## Named-object pointing records
☆ ☆ ☆ ☆ ☆ ☆ ☆

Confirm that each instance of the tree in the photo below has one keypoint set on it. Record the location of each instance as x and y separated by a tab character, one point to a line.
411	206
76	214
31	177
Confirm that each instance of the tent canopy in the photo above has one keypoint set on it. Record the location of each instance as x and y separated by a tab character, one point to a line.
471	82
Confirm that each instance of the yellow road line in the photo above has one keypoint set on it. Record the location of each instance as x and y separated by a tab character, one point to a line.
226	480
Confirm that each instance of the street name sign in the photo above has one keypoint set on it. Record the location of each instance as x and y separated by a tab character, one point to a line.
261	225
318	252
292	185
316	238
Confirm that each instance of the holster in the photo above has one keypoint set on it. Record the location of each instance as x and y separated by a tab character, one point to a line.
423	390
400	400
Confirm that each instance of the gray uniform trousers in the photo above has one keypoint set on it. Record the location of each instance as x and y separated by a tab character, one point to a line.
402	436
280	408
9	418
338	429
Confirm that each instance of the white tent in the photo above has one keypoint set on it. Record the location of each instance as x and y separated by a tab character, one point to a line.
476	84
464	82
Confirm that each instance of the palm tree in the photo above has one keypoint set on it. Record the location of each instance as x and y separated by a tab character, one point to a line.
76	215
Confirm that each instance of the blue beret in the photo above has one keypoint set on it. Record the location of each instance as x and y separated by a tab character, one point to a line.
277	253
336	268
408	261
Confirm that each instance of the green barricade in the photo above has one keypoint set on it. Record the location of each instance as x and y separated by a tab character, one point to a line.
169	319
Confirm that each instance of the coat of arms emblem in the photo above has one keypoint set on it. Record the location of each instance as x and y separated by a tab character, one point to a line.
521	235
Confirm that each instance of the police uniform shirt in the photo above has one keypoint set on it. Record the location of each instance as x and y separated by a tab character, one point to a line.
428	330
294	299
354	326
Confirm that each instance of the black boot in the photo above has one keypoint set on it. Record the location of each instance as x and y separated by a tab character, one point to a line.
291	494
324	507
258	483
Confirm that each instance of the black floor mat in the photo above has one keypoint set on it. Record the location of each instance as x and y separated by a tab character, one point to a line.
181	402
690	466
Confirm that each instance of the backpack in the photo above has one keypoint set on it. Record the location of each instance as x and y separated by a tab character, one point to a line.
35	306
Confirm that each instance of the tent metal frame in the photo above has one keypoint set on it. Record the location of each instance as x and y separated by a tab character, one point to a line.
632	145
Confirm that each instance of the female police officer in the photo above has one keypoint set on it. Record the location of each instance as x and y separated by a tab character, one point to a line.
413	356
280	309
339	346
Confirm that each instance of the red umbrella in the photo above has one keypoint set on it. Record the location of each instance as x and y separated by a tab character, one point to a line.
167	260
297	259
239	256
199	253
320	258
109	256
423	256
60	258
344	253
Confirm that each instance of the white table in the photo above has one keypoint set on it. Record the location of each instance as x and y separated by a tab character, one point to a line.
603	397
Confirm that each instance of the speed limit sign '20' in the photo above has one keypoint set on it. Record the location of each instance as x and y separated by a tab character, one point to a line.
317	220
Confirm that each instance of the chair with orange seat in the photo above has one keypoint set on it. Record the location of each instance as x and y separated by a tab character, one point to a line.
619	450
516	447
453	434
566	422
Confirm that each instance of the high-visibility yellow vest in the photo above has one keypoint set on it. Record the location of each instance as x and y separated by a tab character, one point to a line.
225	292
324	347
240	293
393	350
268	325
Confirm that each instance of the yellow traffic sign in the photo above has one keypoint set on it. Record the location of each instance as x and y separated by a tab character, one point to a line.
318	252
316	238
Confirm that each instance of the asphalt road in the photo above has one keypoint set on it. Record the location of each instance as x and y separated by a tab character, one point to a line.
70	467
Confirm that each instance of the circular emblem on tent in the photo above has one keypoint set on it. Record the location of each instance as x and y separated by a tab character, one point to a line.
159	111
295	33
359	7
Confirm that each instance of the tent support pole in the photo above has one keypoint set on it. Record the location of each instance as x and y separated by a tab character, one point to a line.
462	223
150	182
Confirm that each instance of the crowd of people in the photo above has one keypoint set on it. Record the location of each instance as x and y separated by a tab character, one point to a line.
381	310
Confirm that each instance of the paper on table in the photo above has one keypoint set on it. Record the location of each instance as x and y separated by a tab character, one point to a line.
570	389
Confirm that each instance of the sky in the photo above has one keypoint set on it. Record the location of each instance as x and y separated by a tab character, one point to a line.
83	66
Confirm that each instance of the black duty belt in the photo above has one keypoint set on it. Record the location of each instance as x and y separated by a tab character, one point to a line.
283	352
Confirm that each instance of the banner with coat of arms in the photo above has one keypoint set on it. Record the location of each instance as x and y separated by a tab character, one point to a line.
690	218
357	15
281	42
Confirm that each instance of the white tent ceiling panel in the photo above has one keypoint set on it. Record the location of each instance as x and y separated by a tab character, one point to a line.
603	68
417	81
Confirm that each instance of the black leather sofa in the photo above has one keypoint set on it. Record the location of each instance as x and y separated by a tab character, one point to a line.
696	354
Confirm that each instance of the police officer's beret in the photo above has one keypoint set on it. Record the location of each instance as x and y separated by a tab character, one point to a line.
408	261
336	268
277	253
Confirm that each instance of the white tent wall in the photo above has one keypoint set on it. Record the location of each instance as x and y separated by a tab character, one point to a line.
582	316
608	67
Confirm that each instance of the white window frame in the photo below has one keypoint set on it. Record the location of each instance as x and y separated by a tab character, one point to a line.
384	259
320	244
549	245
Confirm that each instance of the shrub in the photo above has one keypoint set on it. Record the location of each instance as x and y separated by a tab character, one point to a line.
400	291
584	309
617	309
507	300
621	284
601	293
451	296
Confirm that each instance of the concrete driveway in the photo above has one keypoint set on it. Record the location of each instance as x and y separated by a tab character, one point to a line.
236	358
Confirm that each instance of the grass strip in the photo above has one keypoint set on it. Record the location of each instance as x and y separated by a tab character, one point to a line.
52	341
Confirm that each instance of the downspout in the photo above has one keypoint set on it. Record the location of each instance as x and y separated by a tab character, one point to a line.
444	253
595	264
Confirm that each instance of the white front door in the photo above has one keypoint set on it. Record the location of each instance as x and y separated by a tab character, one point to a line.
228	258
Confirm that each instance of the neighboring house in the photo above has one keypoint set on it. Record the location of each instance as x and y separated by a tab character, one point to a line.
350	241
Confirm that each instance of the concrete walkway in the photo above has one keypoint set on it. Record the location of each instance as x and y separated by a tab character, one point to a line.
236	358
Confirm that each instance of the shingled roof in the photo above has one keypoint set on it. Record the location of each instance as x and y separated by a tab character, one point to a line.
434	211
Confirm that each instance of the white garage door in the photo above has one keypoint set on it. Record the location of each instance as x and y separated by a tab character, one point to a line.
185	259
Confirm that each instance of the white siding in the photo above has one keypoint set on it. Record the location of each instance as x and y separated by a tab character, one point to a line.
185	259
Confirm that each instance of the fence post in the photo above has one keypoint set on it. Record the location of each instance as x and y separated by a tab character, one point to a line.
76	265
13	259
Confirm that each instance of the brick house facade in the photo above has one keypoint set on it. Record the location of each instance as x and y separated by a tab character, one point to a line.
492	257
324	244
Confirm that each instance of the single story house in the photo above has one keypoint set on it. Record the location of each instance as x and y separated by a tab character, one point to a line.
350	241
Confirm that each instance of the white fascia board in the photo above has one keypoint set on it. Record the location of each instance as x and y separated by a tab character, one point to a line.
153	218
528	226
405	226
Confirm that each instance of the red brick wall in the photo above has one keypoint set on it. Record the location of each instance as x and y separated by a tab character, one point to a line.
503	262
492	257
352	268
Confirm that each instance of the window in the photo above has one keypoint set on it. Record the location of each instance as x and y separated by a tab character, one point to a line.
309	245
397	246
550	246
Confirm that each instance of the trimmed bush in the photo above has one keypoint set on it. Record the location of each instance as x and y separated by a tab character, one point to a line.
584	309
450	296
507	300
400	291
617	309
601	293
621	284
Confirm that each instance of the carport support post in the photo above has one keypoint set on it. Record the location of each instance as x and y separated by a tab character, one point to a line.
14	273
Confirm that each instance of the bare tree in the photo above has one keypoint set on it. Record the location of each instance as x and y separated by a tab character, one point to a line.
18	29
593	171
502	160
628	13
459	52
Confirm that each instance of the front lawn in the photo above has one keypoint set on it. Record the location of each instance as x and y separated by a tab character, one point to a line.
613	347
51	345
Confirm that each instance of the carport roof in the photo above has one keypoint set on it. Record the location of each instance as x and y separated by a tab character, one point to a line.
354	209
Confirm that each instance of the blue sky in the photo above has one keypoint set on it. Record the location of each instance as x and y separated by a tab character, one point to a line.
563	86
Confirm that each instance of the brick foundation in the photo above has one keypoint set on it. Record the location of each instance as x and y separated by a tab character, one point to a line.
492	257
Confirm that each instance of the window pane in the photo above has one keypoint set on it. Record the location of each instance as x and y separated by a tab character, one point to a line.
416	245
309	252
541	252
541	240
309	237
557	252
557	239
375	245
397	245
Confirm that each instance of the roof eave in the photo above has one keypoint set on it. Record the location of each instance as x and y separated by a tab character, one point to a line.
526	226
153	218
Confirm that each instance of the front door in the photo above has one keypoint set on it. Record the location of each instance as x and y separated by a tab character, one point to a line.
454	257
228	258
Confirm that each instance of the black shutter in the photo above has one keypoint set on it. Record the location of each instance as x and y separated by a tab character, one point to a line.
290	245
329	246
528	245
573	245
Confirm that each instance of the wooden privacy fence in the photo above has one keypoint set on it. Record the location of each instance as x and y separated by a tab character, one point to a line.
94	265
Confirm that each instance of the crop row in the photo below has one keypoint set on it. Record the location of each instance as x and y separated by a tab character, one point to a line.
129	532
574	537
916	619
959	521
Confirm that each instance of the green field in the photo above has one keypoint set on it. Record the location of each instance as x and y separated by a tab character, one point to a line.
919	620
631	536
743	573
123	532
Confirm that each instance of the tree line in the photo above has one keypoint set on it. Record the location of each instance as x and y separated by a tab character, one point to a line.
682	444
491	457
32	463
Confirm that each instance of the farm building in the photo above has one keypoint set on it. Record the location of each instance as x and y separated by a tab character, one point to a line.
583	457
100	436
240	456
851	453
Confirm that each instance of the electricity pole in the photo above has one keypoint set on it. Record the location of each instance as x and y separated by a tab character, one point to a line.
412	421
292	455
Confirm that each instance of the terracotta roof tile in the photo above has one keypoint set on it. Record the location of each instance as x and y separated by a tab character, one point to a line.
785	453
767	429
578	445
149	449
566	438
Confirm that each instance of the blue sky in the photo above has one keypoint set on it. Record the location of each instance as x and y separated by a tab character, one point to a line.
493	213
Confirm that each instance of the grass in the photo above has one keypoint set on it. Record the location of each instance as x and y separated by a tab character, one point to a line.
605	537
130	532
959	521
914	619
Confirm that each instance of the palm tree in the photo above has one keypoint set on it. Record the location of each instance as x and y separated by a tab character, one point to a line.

☆ ☆ ☆ ☆ ☆ ☆ ☆

## WHAT YOU HAVE TO DO
Everything from the line with "Confirm that each instance of the grass in" through the last line of the material above should be echoed exactly, and nothing else.

## SOLUTION FOR THIS TASK
Confirm that each instance of the grass in the photo above has one keypoint set on it. Record the location of each instance as x and y separated by a tab character, one point to a line.
605	537
130	532
959	521
914	619
Confirm that each instance of the palm tree in the photo above has one keypoint set on it. Record the location of each instance as x and y separated by a tab character, one point to a line.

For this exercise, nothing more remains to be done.